[Dataset excerpts on object pointing]
========================================

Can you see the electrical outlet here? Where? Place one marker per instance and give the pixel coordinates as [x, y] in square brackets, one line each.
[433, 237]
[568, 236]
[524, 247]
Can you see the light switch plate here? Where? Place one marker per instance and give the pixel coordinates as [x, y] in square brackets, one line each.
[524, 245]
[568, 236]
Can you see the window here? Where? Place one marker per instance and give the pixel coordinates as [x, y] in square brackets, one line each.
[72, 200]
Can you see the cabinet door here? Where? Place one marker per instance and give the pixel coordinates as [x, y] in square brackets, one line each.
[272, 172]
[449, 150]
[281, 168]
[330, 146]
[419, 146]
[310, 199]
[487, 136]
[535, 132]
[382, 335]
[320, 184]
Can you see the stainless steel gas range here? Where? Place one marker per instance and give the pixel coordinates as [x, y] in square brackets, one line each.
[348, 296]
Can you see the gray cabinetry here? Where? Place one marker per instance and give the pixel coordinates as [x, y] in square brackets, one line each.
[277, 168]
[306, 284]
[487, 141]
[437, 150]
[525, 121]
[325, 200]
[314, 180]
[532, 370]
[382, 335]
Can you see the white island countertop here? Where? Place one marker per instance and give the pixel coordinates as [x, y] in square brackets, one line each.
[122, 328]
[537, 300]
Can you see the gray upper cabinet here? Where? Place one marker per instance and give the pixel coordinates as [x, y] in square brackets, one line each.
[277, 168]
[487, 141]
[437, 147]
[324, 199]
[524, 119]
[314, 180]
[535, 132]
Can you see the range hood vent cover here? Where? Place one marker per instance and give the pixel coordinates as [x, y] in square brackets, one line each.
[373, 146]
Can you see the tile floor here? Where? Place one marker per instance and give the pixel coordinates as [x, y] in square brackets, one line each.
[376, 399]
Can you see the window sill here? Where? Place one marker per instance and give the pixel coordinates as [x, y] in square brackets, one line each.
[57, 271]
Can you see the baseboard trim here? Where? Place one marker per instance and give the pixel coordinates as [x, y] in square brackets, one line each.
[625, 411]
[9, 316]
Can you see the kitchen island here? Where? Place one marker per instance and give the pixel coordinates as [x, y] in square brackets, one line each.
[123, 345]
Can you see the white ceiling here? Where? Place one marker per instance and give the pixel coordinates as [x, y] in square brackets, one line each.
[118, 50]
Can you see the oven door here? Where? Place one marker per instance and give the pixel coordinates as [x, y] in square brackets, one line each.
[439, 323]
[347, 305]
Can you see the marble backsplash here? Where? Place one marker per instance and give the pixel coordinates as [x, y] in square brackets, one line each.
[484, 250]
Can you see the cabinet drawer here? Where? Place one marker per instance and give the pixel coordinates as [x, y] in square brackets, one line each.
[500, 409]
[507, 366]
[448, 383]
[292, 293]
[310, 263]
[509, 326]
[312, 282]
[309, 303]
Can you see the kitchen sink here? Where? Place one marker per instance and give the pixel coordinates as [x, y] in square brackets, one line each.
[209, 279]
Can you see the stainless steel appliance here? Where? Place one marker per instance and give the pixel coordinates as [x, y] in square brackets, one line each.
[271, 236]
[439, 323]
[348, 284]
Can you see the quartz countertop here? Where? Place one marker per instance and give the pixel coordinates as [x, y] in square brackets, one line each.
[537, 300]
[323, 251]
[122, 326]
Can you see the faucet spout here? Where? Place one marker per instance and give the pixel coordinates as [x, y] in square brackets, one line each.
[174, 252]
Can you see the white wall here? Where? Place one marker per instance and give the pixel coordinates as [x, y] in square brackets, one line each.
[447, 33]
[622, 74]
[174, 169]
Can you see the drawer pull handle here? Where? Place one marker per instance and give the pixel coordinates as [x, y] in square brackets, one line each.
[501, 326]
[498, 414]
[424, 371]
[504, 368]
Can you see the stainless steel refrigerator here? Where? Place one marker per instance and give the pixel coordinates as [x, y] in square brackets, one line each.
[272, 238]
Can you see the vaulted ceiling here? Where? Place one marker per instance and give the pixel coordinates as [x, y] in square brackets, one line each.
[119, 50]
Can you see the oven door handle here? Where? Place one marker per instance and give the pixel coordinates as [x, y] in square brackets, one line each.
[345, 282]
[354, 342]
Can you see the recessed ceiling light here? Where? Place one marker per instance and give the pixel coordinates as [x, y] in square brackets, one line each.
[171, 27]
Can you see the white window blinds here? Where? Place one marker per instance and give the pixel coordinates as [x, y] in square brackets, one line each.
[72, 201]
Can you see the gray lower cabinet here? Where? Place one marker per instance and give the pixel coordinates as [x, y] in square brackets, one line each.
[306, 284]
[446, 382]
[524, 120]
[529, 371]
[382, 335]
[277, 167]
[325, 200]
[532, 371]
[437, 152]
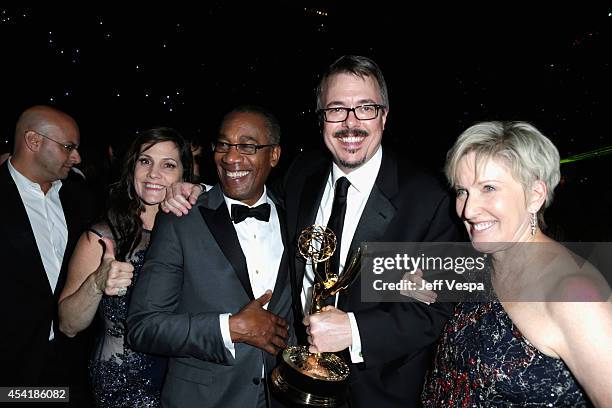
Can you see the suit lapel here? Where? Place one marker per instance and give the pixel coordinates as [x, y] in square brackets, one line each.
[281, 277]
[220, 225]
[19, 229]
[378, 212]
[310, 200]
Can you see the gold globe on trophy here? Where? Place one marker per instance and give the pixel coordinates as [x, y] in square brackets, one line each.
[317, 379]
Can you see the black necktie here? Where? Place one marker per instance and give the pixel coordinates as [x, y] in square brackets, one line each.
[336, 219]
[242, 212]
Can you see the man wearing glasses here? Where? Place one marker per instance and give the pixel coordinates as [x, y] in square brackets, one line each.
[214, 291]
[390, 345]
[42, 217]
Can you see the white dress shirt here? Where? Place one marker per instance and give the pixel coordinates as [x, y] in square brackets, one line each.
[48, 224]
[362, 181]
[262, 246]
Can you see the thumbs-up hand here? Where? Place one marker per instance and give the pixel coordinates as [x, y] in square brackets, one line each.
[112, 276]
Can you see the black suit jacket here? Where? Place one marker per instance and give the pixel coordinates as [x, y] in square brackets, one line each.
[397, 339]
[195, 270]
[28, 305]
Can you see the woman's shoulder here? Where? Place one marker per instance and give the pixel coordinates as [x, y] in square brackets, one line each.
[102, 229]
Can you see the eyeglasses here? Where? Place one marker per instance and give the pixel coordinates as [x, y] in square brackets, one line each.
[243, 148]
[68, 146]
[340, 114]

========================================

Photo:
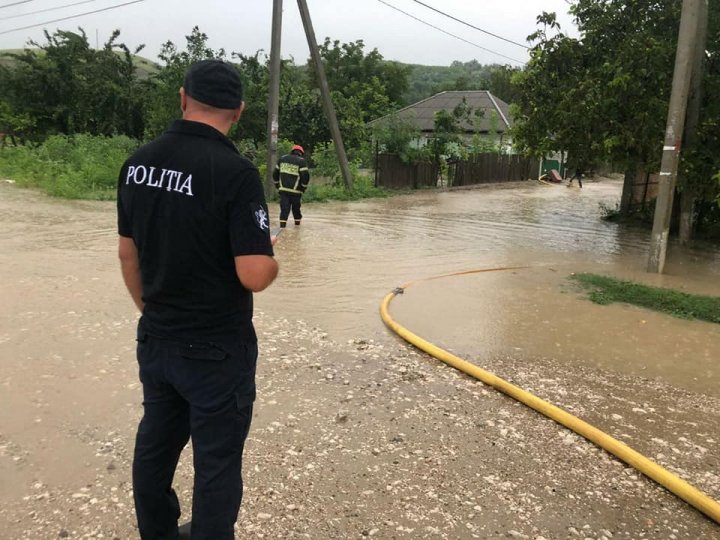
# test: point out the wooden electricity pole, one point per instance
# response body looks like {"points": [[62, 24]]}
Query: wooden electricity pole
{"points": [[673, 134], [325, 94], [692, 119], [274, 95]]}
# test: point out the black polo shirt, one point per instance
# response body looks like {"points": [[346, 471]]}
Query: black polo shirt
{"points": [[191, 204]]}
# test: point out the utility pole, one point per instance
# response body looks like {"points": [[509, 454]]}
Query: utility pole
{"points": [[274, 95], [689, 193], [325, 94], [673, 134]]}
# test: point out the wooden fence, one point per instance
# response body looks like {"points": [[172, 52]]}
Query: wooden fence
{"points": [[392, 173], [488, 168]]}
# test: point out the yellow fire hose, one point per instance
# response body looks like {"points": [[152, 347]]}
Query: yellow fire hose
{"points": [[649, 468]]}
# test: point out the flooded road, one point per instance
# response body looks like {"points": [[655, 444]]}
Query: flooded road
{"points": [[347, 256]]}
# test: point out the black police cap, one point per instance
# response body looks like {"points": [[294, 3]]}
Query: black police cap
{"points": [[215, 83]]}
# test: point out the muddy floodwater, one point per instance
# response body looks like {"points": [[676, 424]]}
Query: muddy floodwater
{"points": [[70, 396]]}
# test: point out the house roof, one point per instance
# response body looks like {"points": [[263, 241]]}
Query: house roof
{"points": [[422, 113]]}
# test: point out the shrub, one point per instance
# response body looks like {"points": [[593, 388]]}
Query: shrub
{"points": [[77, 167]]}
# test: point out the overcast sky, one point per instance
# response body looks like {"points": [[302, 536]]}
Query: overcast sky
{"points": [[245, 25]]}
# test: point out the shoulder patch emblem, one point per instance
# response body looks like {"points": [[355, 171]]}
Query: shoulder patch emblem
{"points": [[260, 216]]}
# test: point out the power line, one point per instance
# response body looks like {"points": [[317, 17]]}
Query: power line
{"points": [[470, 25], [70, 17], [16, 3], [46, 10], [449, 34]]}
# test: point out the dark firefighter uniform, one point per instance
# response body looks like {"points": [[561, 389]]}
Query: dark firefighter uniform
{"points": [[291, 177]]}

========================================

## THE TASK
Which lines of the records contain the word "roof"? Filter them out and copy each one, treating case as significant.

## ANSWER TO THE PROBLEM
# test: point out the house roof, one point per instance
Query: house roof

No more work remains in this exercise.